→ **Problem to solve**: Reproduce the records that follow in full, excluding any picture they contain.
# start of Input
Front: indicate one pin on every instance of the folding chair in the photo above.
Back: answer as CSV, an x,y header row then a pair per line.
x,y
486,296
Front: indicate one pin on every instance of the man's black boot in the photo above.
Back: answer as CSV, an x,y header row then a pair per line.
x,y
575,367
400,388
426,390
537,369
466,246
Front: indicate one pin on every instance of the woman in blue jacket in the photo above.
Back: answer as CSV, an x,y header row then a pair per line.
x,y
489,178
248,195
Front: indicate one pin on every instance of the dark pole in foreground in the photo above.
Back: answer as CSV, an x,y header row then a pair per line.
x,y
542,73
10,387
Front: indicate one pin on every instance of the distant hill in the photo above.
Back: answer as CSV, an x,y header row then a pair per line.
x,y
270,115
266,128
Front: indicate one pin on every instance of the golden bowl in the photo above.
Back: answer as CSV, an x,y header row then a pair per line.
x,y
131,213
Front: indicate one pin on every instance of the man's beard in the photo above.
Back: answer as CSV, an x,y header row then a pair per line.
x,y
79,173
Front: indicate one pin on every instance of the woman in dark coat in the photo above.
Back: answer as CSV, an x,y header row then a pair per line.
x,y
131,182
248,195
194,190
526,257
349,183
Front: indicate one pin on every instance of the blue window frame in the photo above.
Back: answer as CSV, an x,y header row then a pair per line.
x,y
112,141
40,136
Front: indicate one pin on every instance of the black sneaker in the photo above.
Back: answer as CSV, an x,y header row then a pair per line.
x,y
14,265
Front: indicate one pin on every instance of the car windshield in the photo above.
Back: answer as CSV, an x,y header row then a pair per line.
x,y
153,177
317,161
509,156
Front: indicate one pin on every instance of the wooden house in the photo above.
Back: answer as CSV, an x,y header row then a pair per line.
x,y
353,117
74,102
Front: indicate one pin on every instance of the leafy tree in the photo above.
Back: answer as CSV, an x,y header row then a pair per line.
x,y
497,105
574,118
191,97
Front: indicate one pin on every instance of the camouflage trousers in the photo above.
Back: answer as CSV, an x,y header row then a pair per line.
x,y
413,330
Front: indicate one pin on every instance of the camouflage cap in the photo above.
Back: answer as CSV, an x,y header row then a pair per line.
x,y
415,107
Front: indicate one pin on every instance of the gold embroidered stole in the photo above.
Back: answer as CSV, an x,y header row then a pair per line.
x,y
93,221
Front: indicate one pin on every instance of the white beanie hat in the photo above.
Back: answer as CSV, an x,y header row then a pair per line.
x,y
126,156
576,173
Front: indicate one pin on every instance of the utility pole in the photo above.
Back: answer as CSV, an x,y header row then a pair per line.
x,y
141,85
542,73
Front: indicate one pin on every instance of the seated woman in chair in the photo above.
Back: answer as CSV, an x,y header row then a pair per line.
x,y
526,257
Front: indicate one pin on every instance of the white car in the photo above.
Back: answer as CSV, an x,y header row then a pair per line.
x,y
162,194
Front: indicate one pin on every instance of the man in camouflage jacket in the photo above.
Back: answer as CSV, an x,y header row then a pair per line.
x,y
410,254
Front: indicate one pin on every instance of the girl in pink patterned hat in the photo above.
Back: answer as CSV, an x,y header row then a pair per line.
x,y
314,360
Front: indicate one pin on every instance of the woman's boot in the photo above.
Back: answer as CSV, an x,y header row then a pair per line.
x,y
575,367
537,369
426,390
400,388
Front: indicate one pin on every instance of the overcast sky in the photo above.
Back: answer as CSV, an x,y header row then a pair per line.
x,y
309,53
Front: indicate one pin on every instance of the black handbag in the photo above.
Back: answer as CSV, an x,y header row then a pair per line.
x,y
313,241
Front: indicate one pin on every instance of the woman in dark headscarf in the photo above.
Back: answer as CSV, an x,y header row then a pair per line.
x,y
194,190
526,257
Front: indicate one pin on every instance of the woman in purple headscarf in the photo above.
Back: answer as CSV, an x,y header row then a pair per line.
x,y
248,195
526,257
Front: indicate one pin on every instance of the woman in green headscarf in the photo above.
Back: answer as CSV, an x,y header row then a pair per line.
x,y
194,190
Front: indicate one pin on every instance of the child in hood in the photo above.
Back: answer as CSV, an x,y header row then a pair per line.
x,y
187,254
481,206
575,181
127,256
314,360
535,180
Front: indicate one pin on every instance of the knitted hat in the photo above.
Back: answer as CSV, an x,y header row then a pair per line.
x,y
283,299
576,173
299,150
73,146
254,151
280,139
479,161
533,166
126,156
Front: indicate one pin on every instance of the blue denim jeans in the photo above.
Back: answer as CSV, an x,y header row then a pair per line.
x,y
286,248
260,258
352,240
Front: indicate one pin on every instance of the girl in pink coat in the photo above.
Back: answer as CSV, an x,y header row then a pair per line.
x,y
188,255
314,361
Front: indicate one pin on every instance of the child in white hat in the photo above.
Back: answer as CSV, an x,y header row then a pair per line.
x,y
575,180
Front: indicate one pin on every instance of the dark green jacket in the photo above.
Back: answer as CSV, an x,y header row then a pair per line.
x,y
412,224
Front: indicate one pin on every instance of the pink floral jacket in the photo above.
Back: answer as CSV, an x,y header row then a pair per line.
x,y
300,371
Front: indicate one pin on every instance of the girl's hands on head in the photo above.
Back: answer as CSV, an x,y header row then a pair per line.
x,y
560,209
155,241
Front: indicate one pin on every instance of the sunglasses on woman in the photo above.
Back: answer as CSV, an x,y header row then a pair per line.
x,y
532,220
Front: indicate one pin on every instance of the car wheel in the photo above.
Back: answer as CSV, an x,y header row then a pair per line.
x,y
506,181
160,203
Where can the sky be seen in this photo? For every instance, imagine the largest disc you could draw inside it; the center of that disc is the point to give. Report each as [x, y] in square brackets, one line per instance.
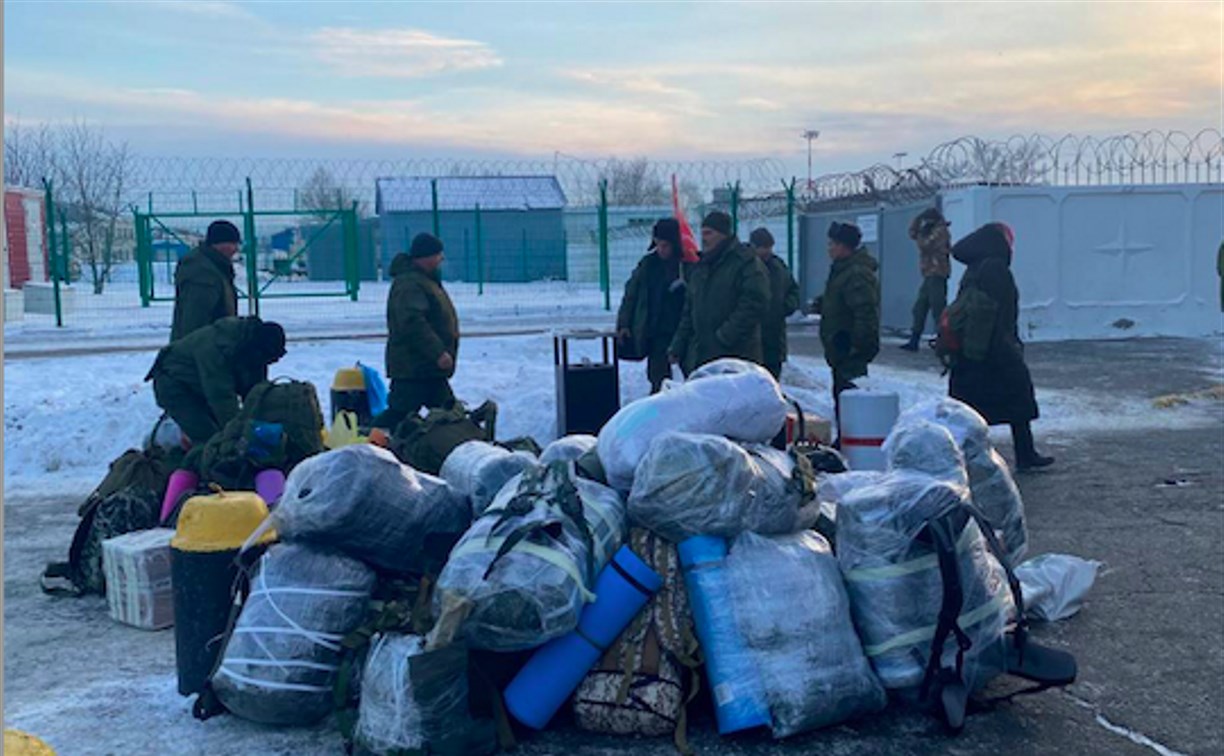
[676, 81]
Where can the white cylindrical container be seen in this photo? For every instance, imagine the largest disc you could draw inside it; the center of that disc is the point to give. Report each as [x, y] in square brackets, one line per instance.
[867, 418]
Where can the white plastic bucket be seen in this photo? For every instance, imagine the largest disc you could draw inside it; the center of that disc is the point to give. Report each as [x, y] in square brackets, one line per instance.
[867, 418]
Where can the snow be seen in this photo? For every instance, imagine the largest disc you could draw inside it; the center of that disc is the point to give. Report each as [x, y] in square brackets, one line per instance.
[67, 417]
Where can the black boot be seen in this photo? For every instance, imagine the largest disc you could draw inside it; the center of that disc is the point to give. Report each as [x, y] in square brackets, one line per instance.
[1026, 453]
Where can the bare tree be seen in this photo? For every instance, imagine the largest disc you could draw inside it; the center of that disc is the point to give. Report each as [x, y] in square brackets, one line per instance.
[28, 154]
[321, 196]
[634, 182]
[91, 173]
# end of Input
→ **Answer**:
Front: indicate one pin on every instance of the folding chair in the photo above.
Back: answer as CSV, an x,y header row then a pair per line.
x,y
486,296
Front: indicate one pin on every instance of the man's black boot in the photo above.
Back: answer as CSV, an x,y header row then a pair per line.
x,y
575,367
400,388
426,390
537,369
466,246
Front: indicate one pin on every instance of the woman in blue jacket in the photo above.
Back: answer as CSV, an x,y header row then a pair per line.
x,y
489,178
248,195
Front: indicate one pin on every instance of the dark pole in foreground in the photo above.
Back: answer as CSV, an x,y header row then a pair per line.
x,y
542,73
10,387
Front: indicate one pin on every instance of the distant hill in the photo above.
Back: answer as CSV, an x,y header row then a pair per line.
x,y
270,115
266,128
Front: indicate one pin on every instance of the golden bowl in the photo above.
Back: answer as CSV, an x,y header row then a pair per line.
x,y
131,213
Front: indicate one pin on every instance of the man's beard in the photo above.
Back: answer as CSV, an x,y header row then a pair per line.
x,y
79,173
Front: indicate one pin on every instance of the woman in dark coat in the photo above.
Back: answer as CSV, an x,y header row then a pair per line.
x,y
131,182
248,195
194,190
526,257
349,183
Front: indicate one pin on every instance of the blue window frame in the photo above.
Back: answer as CSV, an x,y header row then a pair per line.
x,y
112,141
40,136
Front: indicate one pin on every instance of the black sneaker in the photo above.
Back: answer as CSV, an x,y header row then a pair per line.
x,y
14,265
Front: indicate one pin on every instance of the car windshield in the photo above.
Back: answer as CSV, an x,y header row then a pair per line.
x,y
153,177
317,161
509,156
Front: indicate one pin on every instance of the wooden house in the photo above.
Back: answer as CSV, an x,y header row then a pair per line.
x,y
353,117
74,102
Front: indicate one pin on every instance of the leafy tree in the photo above.
Back: answer as CSV, an x,y header row then a pair per line.
x,y
497,105
574,118
191,97
Front: indicate one pin on every instance of the camouflage trousers in the photo above.
Back: answer as CSV, an x,y header row then a pair per line.
x,y
413,330
Front: indicate one pin on every instance of the camouflage cap in the photo above.
Back: answer as CSV, an x,y header row then a pair per line.
x,y
415,107
Front: indicate one pin on every instance of the gold embroidered stole in the photo above.
Back: answer as CSV, an x,y header row then a pair per line.
x,y
93,221
Front: indicate one pin on every instance of the white beanie hat in the photo above.
Back: answer as CSV, an x,y header row then a pair per line.
x,y
126,156
576,173
Front: indicate one pin on every instance of the utility pole in the photo above.
Back: answer as CSV, an x,y header row then a pair per line.
x,y
141,85
542,73
Front: indicate one pin on every instance of the seated woman in chair in the photo above.
Back: answer as CSV, an x,y header row then a pair per line.
x,y
526,257
Front: indicate one pin on every instance of the white car in the photo above.
Back: answer as CSV, an x,y header row then a pair per line.
x,y
162,194
Front: indicate one pin on every instance of the man in camouflage jacket in the photo above.
Back: answer as CSV, an x,y header row then a pair per line.
x,y
410,254
Front: indicate one pin on every instance of the girl in pink patterned hat in the photo above.
Back: answer as CSV, an x,y header row then a pair per line.
x,y
314,360
Front: indicate one pin on every instance of the woman's boot in the photo above.
Back: answer as CSV, an x,y header row then a pair per line.
x,y
575,367
537,369
426,390
400,388
Front: indicate one pin on every instance of the overcast sky in the photo above.
Back: answer as CSV, an x,y header row then a pair per line.
x,y
309,53
Front: indicate one pin on every instance of the black handbag in the photo above.
Back: answer as CSV, an x,y header row then a pair per line.
x,y
313,241
Front: indicate one pin on every instance of the woman in dark headscarf in the photo above.
Back: answer as CSV, an x,y header row then a pair per line.
x,y
194,190
526,257
Front: indicate one pin on every instance of the woman in purple headscarf in the photo above.
Back: answer as CSV, an x,y header row then a pair per line.
x,y
248,195
526,257
Front: indicate one pin on every instance of the woman in green headscarf in the photo above.
Back: answer as CSV, an x,y header row then a pair per line.
x,y
194,190
Front: indicate one pin on every instance of the child in hood in the photo above.
Back: answer as CSV, an x,y header row then a pair per line.
x,y
187,254
481,206
575,181
127,256
314,360
535,180
Front: indicate one pin on every instance of the knitted hat in the photo above.
Back: answer as CSV, an x,y header row then a pair per line.
x,y
283,299
576,173
299,150
73,146
254,151
280,139
479,161
533,166
126,156
Front: indicate one pin on every instance of the blue denim jeans in the photo above.
Back: answer as CSV, an x,y header row then a pair per line.
x,y
286,248
260,258
352,240
Front: indicate one pin on every instance of the girl in pink coat in the photo above.
Back: answer as CSV, an x,y header row then a pair per line.
x,y
188,255
314,361
Front: indicate one pin on every instance of the child in white hat in the photo above.
Back: answer as CSV, an x,y header row then a pair per line.
x,y
575,180
Front: indicate one pin on every instance of the dark green jacket in the photo above.
Back: answer as CSV, an x,y header row then a pair per line.
x,y
412,224
Front: indicate one pin on every instance of the pink floral jacket in the photo above.
Back: answer as CSV, an x,y header row then a pair per line.
x,y
300,371
Front: indicate one pin on every instance of the girl's hands on head in the photo above.
Back: answer as CSV, an x,y header row then a pair per line.
x,y
560,209
155,241
Front: indicate one pin on every instance of the sunglasses on woman in the photo above.
Back: answer as CSV, an x,y header row then a pair per line.
x,y
532,220
Front: indicate one pin on every instance of the car wheel in the photo above.
Back: answer as CSV, an x,y header row then a pair per line.
x,y
506,181
160,203
Where can the sky be seen in this photo? For every instance, imagine the largest disc you could draw inside it; the center of that disc is the point to give. Report each as [x, y] in square brackets, one line per instance.
[676, 81]
Where can the white cylindrical container be seen in this photo? For every instance, imagine the largest disc you could draw inside it; the center of that disc is the point to give. Report each as [x, y] in square brackets, one line per instance.
[867, 418]
Where can the white plastic bucket be seen in this photo? For every instance, imagine the largest disc you could draw inside it; the center of that disc is the point to give. Report each as [x, y] in square brackets, one line per instance.
[867, 418]
Where can the snow be seen in this photo? For every instance, imagine the largest disc you could draw inside it; the center of that disc is the point to give. Report each as [x, y] in square brackets, one line per instance.
[67, 417]
Where can the black boot be seen in this photo? For every instance, imagine the largest disc you could draw inside it; the center of that disc is the point to give. Report each as [x, y] in square brackets, one line per instance.
[1026, 453]
Where can the bare tree be seen in this photo? For every instance, imagine the largest disc you could draw inside it; the center of that disc is the point to give. Report each as [x, y] in square brackets, one line per instance.
[28, 154]
[321, 196]
[634, 182]
[91, 173]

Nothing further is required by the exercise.